### AIM 1
In the essay on age, how old does the writer say their brother is?

### TEXT PROVIDED
++++++++++

While people under 25 tend to picture themselves as older, people over 40 tend to envision themselves as younger. The discrepancy is, on average, about 20% younger than your actual age. The age may have a particular significance - the death of a loved one, a fork in the road, an accomplishment, or it may be more nebulous.

This idea of the subjectivity of age, possibly even time, has been on my mind lately. A couple of months ago, while Cory and I were cleaning up after dinner, I asked him if he still thinks of our peers as ‘boys and girls’ or ‘men and women’. We both agreed on the former, although the later is obviously the right answer. And again, earlier this week, I broached the subject with my brother, who is 42. Did you think our 40’s would feel like this? He answered in the negative.

I don’t know that I feel significantly older or younger than my 44 years (chaos body aside), but I often find myself surprised that this is what being in my 40s feels like. Maybe I thought that, at some magical juncture in time, I would suddenly have my shit together. Sure, some of my rough edges are smoother, and I’ve gained some insight, but I’m still essentially the same person that I was 25 years ago. Or I've been many different people, but we've all been the same at our core.

I think, for myself at least, the skewed perception has nothing do with what age I view myself as, and more to do with how I viewed adulthood when I was younger. So many of the markers of maturity I was looking to were subjective and even generational. Not to mention that the parts of adulthood that we understand when we are younger are the parts that the adults in our lives allow us to see. My parents were very guarded, and my siblings and I never saw the messy - the humanity - or if we did we were made to understand it as weakness. I hope I’ve done a better job being transparent with my children, that they don’t misinterpret vulnerability and imperfection as weakness. Perhaps it doesn’t really matter what age you are, or what age you identify as, as long as you remain present and open, comfortable with your own inadequacies.

At one point the article quotes Milan Kundera:

There is a certain part of all of us that lives outside of time.

Yes! Yes. And I haven’t read Immortality yet, but I now plan on doing so.

For my part, for today, I will tell Claire this:

Time is a paradox.
It marches forward, unrelenting.
It undulates.
It goes in stops and starts.
It folds in on itself.
Single moments become crystalline while whole years may slip by unremarkably.

And I’ll tell her not to take it for granted, but she will, because none of this will make sense to her until she is older.

Tonight we are taking her out to Haidilao, one of her favorite spots. Kitschy, fun, perfect for a birthday celebration. Maybe it will become one of those crystalline moments. Maybe she’ll barely remember it ten years from now. But I will remember this, all of it, and I will not take it for granted. She will be gone and living her own life so soon.

++++++++++

### LISTED ENTRIES
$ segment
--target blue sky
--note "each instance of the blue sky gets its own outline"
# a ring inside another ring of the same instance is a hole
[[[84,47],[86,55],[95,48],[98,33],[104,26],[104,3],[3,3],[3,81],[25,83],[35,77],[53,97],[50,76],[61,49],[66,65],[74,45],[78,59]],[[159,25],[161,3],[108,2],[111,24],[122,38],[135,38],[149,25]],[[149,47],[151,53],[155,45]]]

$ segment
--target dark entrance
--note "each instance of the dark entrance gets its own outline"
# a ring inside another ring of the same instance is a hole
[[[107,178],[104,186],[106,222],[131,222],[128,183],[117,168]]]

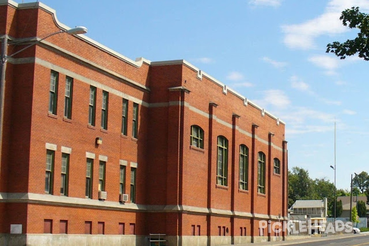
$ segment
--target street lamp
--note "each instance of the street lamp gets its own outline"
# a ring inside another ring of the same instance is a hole
[[[87,32],[87,28],[85,27],[76,27],[74,28],[71,28],[69,30],[61,30],[55,32],[53,32],[46,35],[40,39],[37,40],[30,45],[20,49],[18,51],[13,53],[10,55],[7,55],[7,53],[8,50],[8,38],[5,37],[1,41],[1,56],[0,57],[0,151],[2,150],[3,142],[3,118],[4,114],[4,100],[5,82],[5,71],[6,70],[6,62],[8,58],[11,57],[18,53],[23,51],[30,47],[33,46],[39,43],[44,39],[49,37],[59,34],[65,32],[71,35],[75,34],[83,34]],[[29,40],[29,38],[25,38],[21,40],[20,42],[26,41]]]
[[[335,166],[335,164],[334,165]],[[336,206],[337,203],[337,198],[336,198],[336,168],[331,165],[331,168],[334,170],[334,222],[336,222]]]

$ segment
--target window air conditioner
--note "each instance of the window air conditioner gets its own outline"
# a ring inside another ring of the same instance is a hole
[[[128,201],[128,195],[127,194],[121,194],[120,195],[119,201],[122,202]]]
[[[100,200],[106,200],[108,193],[106,191],[99,191],[99,199]]]

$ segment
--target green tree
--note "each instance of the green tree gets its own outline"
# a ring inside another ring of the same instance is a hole
[[[368,45],[369,45],[369,43]],[[365,193],[369,186],[369,175],[368,173],[363,171],[357,175],[355,175],[352,179],[352,185],[359,188],[362,194]]]
[[[354,207],[352,208],[352,210],[351,212],[351,218],[352,222],[354,223],[359,223],[360,222],[358,219],[358,211],[356,211],[356,207]]]
[[[327,53],[334,53],[341,59],[347,56],[359,53],[359,57],[365,60],[369,60],[369,16],[361,13],[358,7],[352,7],[342,12],[339,19],[344,25],[348,22],[350,28],[357,28],[360,30],[358,37],[354,39],[348,39],[343,43],[334,42],[327,46]]]
[[[343,210],[342,207],[342,201],[341,200],[337,202],[337,207],[336,208],[336,217],[339,217],[342,214],[342,211]]]
[[[336,192],[337,197],[349,197],[350,191],[348,190],[338,189]]]
[[[314,182],[307,170],[297,167],[288,172],[288,207],[296,200],[314,199]]]
[[[366,205],[363,201],[358,202],[358,215],[359,217],[366,217]]]

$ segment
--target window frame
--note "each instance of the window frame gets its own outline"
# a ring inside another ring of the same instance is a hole
[[[137,179],[137,169],[136,167],[131,167],[130,192],[130,199],[131,202],[136,203],[136,191]]]
[[[58,89],[59,82],[59,73],[56,71],[51,70],[49,89],[49,112],[55,115],[56,115],[58,110]]]
[[[49,155],[50,157],[49,158]],[[50,163],[48,163],[48,160],[50,160]],[[54,165],[55,162],[55,151],[50,149],[46,150],[46,167],[45,174],[45,193],[52,195],[54,193]],[[50,166],[48,169],[48,166]],[[47,177],[48,173],[48,177]],[[46,180],[48,179],[48,180]]]
[[[224,136],[218,136],[217,146],[217,184],[227,186],[228,177],[228,140]],[[220,159],[220,157],[221,160]]]
[[[65,160],[63,158],[65,158]],[[68,196],[70,160],[70,155],[69,154],[62,153],[62,171],[61,177],[60,194],[66,196]],[[65,166],[63,166],[64,164],[65,164]],[[64,168],[65,168],[65,169],[63,170],[63,169]]]
[[[128,119],[128,100],[123,98],[122,108],[122,134],[127,135],[127,123]]]
[[[197,125],[191,126],[190,141],[191,146],[204,149],[204,130]]]
[[[244,144],[239,146],[239,188],[248,190],[249,149]]]
[[[138,127],[138,104],[133,103],[132,112],[132,136],[137,138]]]
[[[103,91],[102,102],[101,104],[101,128],[108,129],[108,110],[109,105],[109,93]]]
[[[106,162],[100,160],[99,164],[99,190],[105,191]]]
[[[273,172],[276,174],[280,174],[280,161],[277,158],[274,158],[273,161]]]
[[[125,171],[126,167],[121,165],[119,173],[119,194],[125,194]]]
[[[258,193],[265,194],[265,154],[258,153]]]
[[[85,195],[86,197],[92,199],[92,183],[93,180],[93,160],[92,158],[87,158],[86,159],[86,183]],[[90,163],[89,163],[89,161]],[[89,175],[88,173],[89,171]]]
[[[70,84],[68,86],[68,83]],[[69,90],[67,88],[69,87]],[[69,92],[69,95],[68,95]],[[65,77],[65,93],[64,95],[64,117],[72,119],[72,102],[73,100],[73,78]]]
[[[89,99],[89,125],[94,127],[96,124],[96,88],[90,86],[90,97]]]

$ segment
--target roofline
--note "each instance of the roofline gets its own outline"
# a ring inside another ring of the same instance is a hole
[[[18,9],[31,8],[36,7],[42,8],[46,12],[48,12],[52,14],[54,22],[58,27],[60,28],[61,29],[64,30],[69,30],[70,29],[70,28],[59,21],[56,17],[56,12],[55,10],[51,8],[42,3],[37,1],[33,3],[25,3],[18,4],[13,0],[0,0],[0,6],[5,5],[13,6],[13,7]],[[151,62],[151,61],[147,60],[147,59],[145,59],[142,57],[139,57],[137,58],[135,60],[133,60],[121,54],[120,54],[120,53],[119,53],[113,49],[108,48],[99,42],[89,38],[85,35],[83,34],[77,34],[75,35],[75,36],[78,37],[80,39],[85,41],[86,42],[89,44],[93,46],[95,46],[98,49],[106,52],[111,55],[137,67],[140,67],[142,66],[144,63],[151,66],[161,66],[164,65],[173,65],[179,64],[184,65],[194,70],[197,72],[197,78],[200,80],[202,79],[203,76],[204,76],[210,80],[214,82],[221,87],[222,87],[223,89],[223,93],[224,94],[227,94],[227,92],[229,91],[236,97],[241,99],[243,101],[244,105],[245,106],[247,106],[249,104],[251,106],[252,106],[257,109],[260,110],[262,116],[264,117],[265,115],[266,114],[270,118],[276,120],[276,121],[277,125],[279,125],[280,123],[282,123],[285,125],[286,125],[285,122],[283,121],[280,119],[279,118],[275,116],[269,111],[265,110],[264,108],[259,106],[255,103],[246,98],[245,96],[241,94],[234,90],[231,88],[230,87],[229,87],[224,84],[223,84],[219,80],[218,80],[206,73],[203,72],[201,70],[200,70],[195,66],[193,65],[185,60],[172,60]]]

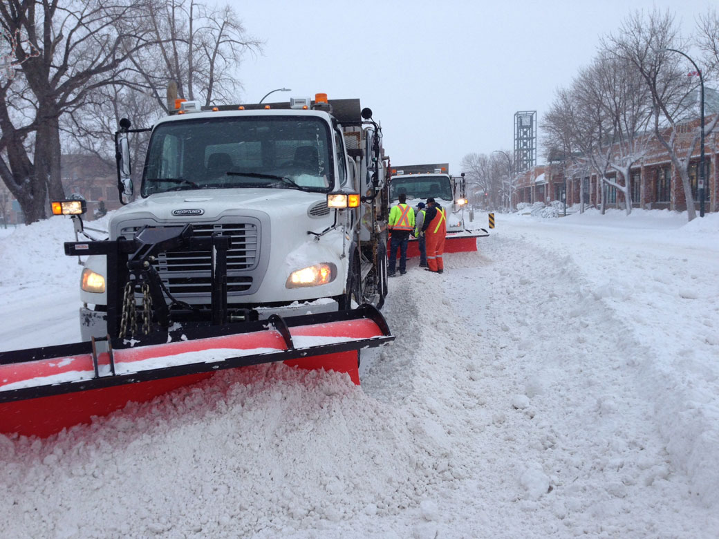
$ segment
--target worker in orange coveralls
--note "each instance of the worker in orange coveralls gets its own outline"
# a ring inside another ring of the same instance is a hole
[[[444,211],[434,201],[427,199],[427,211],[424,214],[424,224],[422,225],[427,246],[427,266],[426,271],[444,273],[444,262],[442,253],[444,252],[444,236],[446,235],[447,224]]]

++++++++++

### AIM 2
Update the rows from the first one through the line containing "[[[100,200],[106,200],[108,193],[106,191],[99,191],[99,199]]]", both included, so that "street lamp" becomes "lamppost" and nothing else changes. Leave the pictures out of your answer.

### EXERCISE OUTPUT 1
42

### EXERCISE OUTPUT 2
$ segment
--target blue sky
--note "each instance of the blue sky gets its own outline"
# a ring inside another ring of the same instance is a hole
[[[84,47],[86,55],[95,48],[98,33],[104,26],[104,3],[3,3],[3,81],[25,83],[35,77],[53,97],[50,76],[61,49],[66,65],[74,45],[78,59]],[[159,25],[161,3],[108,2],[111,24],[122,38],[135,38],[149,25]],[[149,47],[151,53],[155,45]]]

$ segment
--target dark entrance
--note "each instance of the dark entrance gets its own outline"
# a ring inside another ring of the same instance is a hole
[[[107,178],[104,186],[106,222],[131,222],[128,183],[117,168]]]

$ segment
--target lamppost
--note "each instance of the lamppost gets its own outline"
# a ring inside another ring of the same instance is a hole
[[[87,32],[87,28],[85,27],[76,27],[74,28],[71,28],[69,30],[61,30],[55,32],[53,32],[46,35],[40,39],[37,40],[30,45],[20,49],[18,51],[13,53],[10,55],[7,55],[7,53],[8,50],[8,38],[5,37],[1,41],[1,56],[0,57],[0,151],[2,150],[3,142],[3,118],[4,114],[4,100],[5,82],[5,71],[6,70],[6,62],[8,58],[11,57],[18,53],[23,51],[30,47],[33,46],[39,43],[44,39],[49,37],[59,34],[65,32],[71,35],[75,34],[83,34]],[[29,40],[29,38],[25,38],[21,40],[20,42],[26,41]]]
[[[335,166],[335,164],[334,165]],[[336,206],[337,203],[337,198],[336,198],[336,168],[331,165],[331,168],[334,170],[334,222],[336,222]]]

$ segment
--target window air conditioner
--note "each instance of the window air conditioner gets its own outline"
# a ring inside another ring of the same instance is a hole
[[[128,201],[128,195],[127,194],[121,194],[120,195],[119,201],[122,202]]]
[[[100,200],[106,200],[108,193],[106,191],[99,191],[99,199]]]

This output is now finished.